§ **What you need to do**
Using the text about the former Remington Rand building below, explain why the city took on the effort to inventory and recognize its mid-century buildings.

§ **Source document**
Situated at the southwest corner of Lindell Boulevard and N. Sarah Street, this building was originally constructed for the Remington Rand Corporation in 1957. The building represents an early local example of the Midcentury Modern Movement in St. Louis by the prominent international architectural firm of HOK. It is believed to be one of the first buildings ever designed by Gyo Obata upon inception of the firm. The building was recently recognized by the St. Louis Cultural Resources Office as one of the most important buildings (out of 2,300 resources) that were recorded by a comprehensive survey of midcentury architecture in the city.  The effort to inventory and recognize the city's mid-century buildings was precipitated by recent and ongoing threats to such resources in the central corridor as evidenced by the demolition of the DeVille Motor Hotel for a parking lot and an effort to demolish the AAA building on Lindell for a CVS in recent memory.  The decision to adapt rather than replace this building therefore represents what we hope is a shifting attitude toward valuing the diversity of our architectural heritage and to protecting some of our newest historic buildings for future generations.

§ **Extracted data**
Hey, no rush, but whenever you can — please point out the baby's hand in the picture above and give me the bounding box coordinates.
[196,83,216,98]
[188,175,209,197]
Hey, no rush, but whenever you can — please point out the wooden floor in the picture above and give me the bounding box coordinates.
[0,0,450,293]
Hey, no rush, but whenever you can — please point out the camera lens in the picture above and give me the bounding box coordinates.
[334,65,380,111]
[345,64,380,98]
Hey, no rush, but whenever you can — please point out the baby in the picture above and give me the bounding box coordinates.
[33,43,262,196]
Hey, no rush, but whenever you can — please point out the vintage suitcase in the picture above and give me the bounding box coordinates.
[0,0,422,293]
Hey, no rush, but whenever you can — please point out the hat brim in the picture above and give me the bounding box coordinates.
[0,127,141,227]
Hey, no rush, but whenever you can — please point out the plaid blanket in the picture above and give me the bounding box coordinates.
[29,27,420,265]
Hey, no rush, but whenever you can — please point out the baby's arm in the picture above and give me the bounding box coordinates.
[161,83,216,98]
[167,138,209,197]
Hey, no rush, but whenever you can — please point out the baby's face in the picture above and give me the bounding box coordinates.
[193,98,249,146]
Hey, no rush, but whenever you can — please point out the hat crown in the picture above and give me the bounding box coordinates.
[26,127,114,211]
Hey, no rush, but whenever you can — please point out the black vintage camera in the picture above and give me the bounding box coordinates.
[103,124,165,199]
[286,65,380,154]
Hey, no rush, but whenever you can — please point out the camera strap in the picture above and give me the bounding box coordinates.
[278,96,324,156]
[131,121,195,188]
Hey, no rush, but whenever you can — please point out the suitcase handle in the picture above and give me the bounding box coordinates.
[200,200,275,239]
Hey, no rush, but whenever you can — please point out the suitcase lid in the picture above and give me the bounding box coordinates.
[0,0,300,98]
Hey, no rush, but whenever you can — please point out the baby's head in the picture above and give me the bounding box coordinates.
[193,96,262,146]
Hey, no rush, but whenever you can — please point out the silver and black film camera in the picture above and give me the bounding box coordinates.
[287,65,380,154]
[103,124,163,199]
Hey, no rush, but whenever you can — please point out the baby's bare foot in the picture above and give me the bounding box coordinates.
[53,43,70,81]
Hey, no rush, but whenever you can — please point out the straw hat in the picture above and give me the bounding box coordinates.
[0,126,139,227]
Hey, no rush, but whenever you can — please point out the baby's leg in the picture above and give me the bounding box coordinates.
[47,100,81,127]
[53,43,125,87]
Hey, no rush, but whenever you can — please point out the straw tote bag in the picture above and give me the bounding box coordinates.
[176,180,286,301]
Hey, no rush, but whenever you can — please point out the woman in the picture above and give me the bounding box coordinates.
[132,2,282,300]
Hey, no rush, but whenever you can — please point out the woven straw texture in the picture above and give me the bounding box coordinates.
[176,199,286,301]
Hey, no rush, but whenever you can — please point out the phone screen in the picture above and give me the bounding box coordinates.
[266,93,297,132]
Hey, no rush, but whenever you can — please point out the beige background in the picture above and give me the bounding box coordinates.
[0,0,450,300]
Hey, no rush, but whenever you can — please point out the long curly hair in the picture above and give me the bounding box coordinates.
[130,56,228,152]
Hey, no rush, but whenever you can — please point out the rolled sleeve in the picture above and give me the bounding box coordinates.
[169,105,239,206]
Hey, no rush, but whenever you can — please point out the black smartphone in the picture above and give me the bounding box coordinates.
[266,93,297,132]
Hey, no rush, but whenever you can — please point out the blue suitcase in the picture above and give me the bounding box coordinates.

§ **Answer**
The effort was prompted by recent and ongoing threats to mid-century buildings in the central corridor. One example is the demolition of the DeVille Motor Hotel to make way for a parking lot. Another is an attempt to demolish the AAA building on Lindell for a CVS.